JOB:
Print the lines of the listing below from the line containing "brazil jersey and record integer pixel coordinates." through the last line of the listing, with both of those lines included.

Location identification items
▼
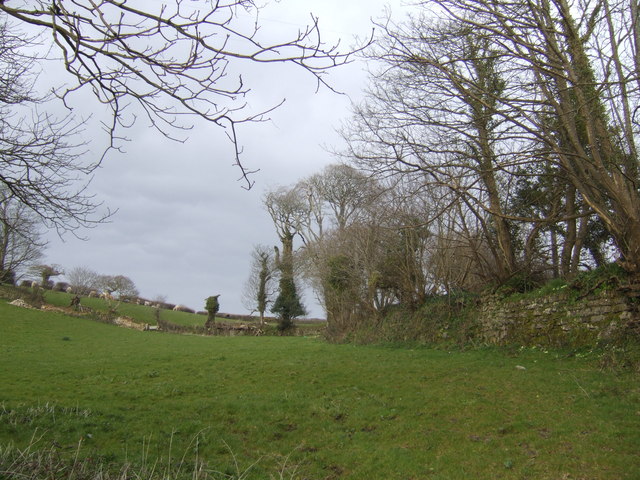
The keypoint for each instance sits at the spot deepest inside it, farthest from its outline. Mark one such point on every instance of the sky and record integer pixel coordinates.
(185, 227)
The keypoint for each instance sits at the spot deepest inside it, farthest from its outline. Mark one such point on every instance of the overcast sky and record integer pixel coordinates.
(185, 227)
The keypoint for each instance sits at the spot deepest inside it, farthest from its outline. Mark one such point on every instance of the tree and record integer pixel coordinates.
(287, 305)
(432, 113)
(577, 67)
(259, 287)
(43, 162)
(21, 245)
(212, 305)
(288, 210)
(45, 272)
(83, 280)
(171, 59)
(119, 285)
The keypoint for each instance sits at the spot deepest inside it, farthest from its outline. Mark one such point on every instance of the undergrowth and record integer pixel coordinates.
(37, 463)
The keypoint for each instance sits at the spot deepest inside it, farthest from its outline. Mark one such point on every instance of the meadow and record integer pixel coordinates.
(300, 408)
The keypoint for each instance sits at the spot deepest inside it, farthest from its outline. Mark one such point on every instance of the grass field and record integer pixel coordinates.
(250, 407)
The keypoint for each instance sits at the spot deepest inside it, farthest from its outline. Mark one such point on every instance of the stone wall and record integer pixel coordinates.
(558, 321)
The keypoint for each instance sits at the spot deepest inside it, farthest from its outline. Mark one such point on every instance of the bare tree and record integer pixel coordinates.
(45, 272)
(432, 113)
(260, 286)
(83, 280)
(171, 59)
(577, 65)
(21, 243)
(120, 285)
(42, 159)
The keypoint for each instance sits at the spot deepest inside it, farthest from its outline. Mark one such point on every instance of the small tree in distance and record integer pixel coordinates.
(260, 284)
(212, 306)
(288, 305)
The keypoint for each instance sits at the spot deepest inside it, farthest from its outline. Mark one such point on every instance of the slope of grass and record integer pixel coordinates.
(332, 411)
(141, 313)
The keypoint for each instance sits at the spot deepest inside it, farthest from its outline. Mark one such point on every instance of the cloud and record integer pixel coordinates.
(185, 227)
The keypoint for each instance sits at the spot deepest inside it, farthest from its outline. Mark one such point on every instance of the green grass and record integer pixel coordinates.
(333, 411)
(141, 313)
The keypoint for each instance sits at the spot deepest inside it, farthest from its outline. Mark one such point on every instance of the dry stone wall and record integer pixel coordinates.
(559, 321)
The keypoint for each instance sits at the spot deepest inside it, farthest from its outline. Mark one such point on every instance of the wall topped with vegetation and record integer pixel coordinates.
(558, 320)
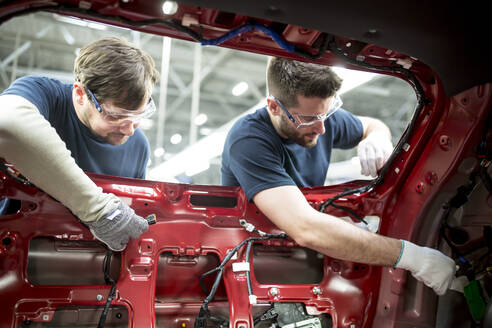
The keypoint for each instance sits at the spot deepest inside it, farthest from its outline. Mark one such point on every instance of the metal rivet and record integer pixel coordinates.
(274, 291)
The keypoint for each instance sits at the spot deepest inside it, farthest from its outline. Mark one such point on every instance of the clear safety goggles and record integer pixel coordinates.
(118, 118)
(301, 120)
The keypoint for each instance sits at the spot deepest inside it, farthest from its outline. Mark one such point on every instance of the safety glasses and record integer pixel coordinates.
(125, 116)
(301, 120)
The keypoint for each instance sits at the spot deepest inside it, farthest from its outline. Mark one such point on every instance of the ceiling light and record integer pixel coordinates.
(146, 124)
(200, 119)
(240, 88)
(80, 22)
(158, 152)
(169, 7)
(205, 131)
(176, 138)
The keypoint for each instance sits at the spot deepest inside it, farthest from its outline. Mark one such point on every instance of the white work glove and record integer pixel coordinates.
(28, 141)
(373, 151)
(118, 227)
(428, 265)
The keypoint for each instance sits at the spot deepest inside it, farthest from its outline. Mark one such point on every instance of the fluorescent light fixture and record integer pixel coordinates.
(352, 79)
(197, 167)
(176, 138)
(80, 22)
(205, 131)
(211, 146)
(200, 119)
(146, 124)
(240, 88)
(158, 152)
(169, 7)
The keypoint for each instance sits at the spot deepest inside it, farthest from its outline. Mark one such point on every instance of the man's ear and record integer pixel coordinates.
(79, 93)
(273, 107)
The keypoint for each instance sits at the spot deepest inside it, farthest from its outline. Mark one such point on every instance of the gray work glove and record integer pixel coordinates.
(118, 227)
(428, 265)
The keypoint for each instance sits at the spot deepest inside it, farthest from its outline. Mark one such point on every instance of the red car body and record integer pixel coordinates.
(51, 266)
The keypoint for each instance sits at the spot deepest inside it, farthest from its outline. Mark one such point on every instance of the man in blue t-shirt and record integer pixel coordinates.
(52, 132)
(287, 145)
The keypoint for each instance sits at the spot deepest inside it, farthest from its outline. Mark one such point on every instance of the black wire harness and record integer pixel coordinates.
(112, 291)
(205, 315)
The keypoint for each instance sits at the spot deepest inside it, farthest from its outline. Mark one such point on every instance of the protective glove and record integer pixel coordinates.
(118, 227)
(428, 265)
(373, 151)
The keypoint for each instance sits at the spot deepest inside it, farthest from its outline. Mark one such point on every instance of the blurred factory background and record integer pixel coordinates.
(202, 91)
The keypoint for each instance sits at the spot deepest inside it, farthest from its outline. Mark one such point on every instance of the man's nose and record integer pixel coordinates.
(128, 128)
(319, 127)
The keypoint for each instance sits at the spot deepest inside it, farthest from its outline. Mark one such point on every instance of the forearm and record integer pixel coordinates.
(371, 125)
(29, 142)
(340, 239)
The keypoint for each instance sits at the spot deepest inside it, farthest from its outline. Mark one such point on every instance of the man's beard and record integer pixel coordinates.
(294, 135)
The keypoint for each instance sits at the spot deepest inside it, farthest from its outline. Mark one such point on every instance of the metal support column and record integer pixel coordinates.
(161, 114)
(195, 96)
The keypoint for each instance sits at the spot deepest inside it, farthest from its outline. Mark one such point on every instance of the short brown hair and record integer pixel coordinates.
(287, 78)
(116, 70)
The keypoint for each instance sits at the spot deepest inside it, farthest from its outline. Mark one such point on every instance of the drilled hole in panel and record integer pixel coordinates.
(67, 262)
(213, 201)
(83, 316)
(287, 265)
(9, 206)
(178, 277)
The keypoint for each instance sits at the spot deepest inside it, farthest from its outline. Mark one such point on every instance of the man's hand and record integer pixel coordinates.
(118, 227)
(428, 265)
(373, 151)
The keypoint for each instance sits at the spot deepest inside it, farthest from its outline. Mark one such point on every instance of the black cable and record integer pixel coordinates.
(204, 314)
(399, 147)
(14, 175)
(112, 292)
(248, 277)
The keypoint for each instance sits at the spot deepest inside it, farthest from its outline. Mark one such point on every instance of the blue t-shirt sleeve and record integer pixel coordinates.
(347, 129)
(43, 92)
(256, 166)
(142, 168)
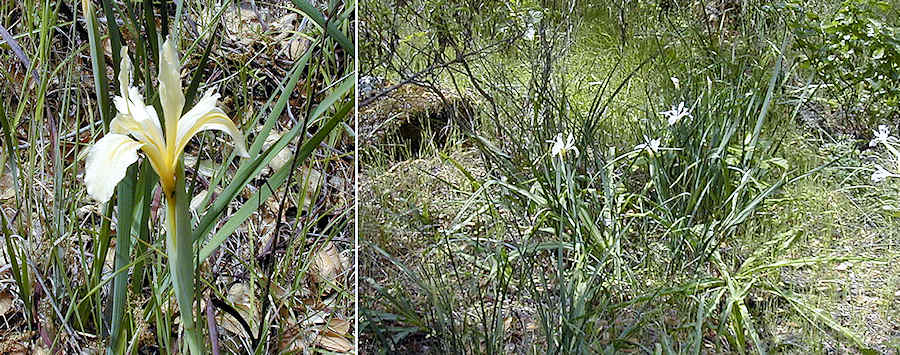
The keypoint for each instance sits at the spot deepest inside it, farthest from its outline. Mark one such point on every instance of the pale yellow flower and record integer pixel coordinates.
(137, 126)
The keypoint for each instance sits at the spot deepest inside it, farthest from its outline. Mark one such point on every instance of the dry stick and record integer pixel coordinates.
(8, 38)
(428, 70)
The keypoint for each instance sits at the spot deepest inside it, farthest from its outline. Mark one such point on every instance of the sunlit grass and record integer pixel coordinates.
(273, 233)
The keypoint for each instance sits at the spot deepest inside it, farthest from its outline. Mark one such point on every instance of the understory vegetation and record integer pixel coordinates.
(264, 238)
(654, 176)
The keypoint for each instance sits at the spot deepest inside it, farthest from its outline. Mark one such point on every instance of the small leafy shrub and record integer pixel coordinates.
(856, 53)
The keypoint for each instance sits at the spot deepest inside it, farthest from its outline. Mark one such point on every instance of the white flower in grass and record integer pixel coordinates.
(561, 147)
(137, 126)
(882, 135)
(650, 144)
(677, 113)
(881, 173)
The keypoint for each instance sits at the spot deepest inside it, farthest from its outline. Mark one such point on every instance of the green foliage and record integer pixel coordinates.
(856, 51)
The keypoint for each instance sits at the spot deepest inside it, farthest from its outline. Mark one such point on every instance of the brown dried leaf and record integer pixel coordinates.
(339, 326)
(327, 264)
(334, 342)
(240, 297)
(7, 299)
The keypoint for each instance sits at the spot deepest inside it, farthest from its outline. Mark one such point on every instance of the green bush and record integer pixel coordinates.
(856, 53)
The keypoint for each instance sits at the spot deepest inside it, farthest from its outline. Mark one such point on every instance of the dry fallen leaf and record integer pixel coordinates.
(241, 299)
(339, 326)
(197, 200)
(7, 187)
(7, 300)
(333, 342)
(844, 266)
(327, 265)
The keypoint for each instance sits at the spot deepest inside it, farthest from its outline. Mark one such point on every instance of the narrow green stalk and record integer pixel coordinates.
(179, 247)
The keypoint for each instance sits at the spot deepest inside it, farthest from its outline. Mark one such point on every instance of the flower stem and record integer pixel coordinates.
(179, 247)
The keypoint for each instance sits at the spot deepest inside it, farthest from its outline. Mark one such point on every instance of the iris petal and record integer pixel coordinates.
(107, 161)
(206, 116)
(170, 95)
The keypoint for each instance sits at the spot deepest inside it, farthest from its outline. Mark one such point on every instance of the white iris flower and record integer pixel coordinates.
(651, 144)
(561, 147)
(137, 126)
(881, 173)
(882, 135)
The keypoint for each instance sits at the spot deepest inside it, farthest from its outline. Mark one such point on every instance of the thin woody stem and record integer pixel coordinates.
(179, 247)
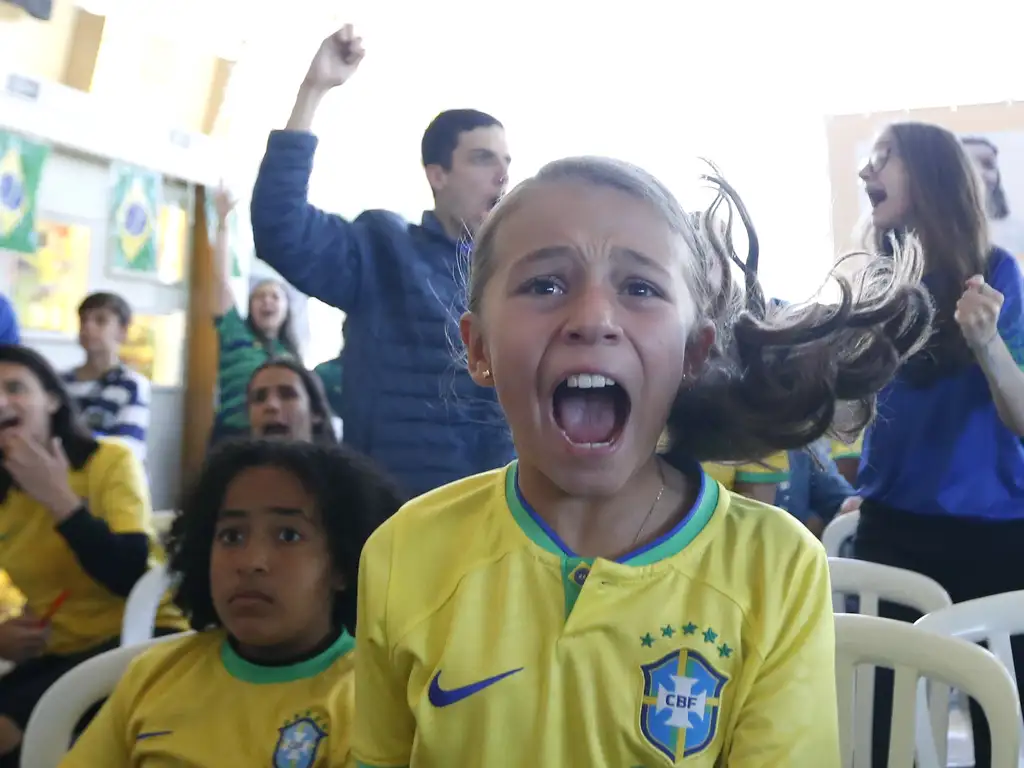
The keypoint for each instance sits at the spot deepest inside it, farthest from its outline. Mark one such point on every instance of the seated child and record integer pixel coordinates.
(816, 492)
(76, 535)
(266, 547)
(595, 603)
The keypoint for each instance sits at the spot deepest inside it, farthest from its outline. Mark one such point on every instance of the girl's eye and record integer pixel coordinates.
(642, 289)
(228, 537)
(290, 536)
(545, 287)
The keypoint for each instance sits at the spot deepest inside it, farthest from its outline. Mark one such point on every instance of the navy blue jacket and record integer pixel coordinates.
(409, 402)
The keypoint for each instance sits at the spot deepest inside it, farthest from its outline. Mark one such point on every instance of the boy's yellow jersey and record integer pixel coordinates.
(483, 641)
(194, 701)
(774, 469)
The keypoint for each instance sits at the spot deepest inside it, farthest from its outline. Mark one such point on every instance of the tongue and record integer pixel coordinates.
(587, 415)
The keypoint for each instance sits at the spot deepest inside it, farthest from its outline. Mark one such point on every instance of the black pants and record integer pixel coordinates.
(970, 558)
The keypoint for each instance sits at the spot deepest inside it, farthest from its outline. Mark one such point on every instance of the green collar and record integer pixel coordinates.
(248, 672)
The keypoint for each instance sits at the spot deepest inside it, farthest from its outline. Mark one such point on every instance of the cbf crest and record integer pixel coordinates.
(299, 741)
(682, 694)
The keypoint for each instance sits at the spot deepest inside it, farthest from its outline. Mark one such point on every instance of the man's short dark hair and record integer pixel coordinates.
(441, 135)
(104, 300)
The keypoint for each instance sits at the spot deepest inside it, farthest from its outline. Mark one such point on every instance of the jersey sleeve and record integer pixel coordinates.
(791, 716)
(1007, 279)
(105, 740)
(841, 450)
(121, 497)
(384, 724)
(773, 469)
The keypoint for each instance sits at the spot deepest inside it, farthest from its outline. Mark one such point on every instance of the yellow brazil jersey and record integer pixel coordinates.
(41, 564)
(194, 701)
(774, 469)
(483, 641)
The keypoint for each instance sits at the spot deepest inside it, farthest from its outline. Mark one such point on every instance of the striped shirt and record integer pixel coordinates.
(116, 404)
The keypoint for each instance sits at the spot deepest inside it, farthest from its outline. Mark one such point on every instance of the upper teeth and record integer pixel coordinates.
(589, 381)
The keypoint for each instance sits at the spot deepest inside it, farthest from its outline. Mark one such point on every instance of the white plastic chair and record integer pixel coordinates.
(989, 620)
(51, 726)
(871, 583)
(143, 602)
(162, 520)
(839, 531)
(912, 653)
▲
FULL ANSWER:
The keypoint for each instance sits at the spot deepest inside it, farthest from its outline. Mark one such point on every instance of the yellow brazil jersey and record integer pixel coordinates.
(41, 564)
(194, 701)
(774, 469)
(483, 641)
The keypoint for each instance sits at the spot deepest inside it, farthest from its outline. Mark one such point on every instance of the striped shirt and record integer pixel coordinates.
(116, 404)
The keypoint for each instance sits at the spot deepest inside it, farthest from its outline. Mark one such point on every instance of the upper teeth and record integer pixel coordinates.
(589, 381)
The keypoint for each instance sits at the spot deepest inside it, farthest from its outline. Mark one such point on every instance of the white plastic chair and record integer pixel coordinates.
(989, 620)
(51, 726)
(871, 583)
(143, 602)
(162, 520)
(839, 531)
(912, 653)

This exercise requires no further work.